### What is needed
Transcribe exactly the line containing "of the distant" plus every later line in the data.

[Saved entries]
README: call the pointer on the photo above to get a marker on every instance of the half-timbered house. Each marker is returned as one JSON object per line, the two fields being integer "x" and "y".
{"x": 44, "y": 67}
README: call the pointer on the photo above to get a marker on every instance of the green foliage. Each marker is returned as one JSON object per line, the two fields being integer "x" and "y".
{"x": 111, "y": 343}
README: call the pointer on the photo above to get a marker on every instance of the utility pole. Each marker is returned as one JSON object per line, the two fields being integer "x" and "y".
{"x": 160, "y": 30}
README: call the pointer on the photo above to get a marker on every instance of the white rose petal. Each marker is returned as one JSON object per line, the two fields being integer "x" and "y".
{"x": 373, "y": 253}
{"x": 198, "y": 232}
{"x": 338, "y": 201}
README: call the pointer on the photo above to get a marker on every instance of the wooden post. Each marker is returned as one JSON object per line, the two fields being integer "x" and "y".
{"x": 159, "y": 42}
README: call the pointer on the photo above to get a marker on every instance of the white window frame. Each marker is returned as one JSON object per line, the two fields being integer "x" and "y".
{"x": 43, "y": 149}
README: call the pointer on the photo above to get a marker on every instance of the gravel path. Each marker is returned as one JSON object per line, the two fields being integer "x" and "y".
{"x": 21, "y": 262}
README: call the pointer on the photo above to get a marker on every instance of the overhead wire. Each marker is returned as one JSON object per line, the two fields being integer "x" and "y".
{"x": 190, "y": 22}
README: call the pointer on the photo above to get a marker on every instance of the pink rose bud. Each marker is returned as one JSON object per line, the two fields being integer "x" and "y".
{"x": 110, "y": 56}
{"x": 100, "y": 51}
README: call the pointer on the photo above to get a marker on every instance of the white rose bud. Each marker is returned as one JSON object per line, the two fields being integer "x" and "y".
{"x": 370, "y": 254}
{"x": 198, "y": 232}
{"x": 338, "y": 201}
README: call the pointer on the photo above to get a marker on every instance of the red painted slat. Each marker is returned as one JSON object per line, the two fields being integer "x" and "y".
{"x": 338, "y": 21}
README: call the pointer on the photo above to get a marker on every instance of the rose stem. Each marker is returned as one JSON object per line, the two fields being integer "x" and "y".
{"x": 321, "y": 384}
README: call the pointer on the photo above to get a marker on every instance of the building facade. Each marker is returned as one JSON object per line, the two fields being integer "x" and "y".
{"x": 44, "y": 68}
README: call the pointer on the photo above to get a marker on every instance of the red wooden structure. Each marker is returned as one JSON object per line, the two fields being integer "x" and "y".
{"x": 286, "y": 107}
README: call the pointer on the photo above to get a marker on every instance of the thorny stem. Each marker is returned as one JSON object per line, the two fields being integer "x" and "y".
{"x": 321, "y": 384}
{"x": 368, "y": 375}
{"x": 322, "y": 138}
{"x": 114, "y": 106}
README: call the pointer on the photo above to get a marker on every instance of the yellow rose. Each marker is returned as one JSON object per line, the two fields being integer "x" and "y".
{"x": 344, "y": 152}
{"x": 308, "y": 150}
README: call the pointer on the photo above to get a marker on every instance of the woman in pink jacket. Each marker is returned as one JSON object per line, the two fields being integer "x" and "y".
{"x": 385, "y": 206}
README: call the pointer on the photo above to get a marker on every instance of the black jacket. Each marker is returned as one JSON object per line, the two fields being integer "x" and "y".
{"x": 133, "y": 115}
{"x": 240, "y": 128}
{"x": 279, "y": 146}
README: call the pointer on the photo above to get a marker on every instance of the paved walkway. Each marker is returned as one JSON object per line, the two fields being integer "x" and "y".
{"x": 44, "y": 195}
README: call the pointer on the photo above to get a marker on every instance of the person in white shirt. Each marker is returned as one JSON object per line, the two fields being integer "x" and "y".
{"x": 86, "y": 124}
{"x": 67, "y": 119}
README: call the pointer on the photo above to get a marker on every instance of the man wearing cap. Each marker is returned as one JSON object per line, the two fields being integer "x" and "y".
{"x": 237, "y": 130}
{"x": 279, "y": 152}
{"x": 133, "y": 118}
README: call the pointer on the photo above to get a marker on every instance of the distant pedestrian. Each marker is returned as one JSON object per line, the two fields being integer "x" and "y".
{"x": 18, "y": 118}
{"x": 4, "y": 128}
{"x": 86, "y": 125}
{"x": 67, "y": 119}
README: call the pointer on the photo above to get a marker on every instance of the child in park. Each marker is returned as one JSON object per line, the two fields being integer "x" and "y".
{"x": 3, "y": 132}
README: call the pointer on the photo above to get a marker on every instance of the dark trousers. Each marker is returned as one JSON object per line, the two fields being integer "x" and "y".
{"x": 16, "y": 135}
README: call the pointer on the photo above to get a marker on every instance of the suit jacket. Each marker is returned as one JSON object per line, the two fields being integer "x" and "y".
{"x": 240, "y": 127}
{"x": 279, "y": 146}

### Response to this task
README: call the pointer on the photo above to get a marker on every instance of the distant pedestrian. Each marker is returned as one JSON object per line, the two fields being integer "x" and "y".
{"x": 18, "y": 118}
{"x": 4, "y": 128}
{"x": 86, "y": 125}
{"x": 67, "y": 119}
README: call the pointer on the photo above to get a marker on every instance of the child in park. Each marker is returned as one JSON object per line, the two fields being integer "x" and "y".
{"x": 3, "y": 132}
README: call the pointer on the photo above to get a marker on every instance of the dark trousers. Each marker is returned as one JSON object per line, the two fields being integer "x" and "y".
{"x": 16, "y": 135}
README: call the pointer on the photo above to get a marker on every instance of the suit jacket. Each marker is returned as one JSON object per line, the two fields being integer "x" and "y".
{"x": 240, "y": 127}
{"x": 279, "y": 146}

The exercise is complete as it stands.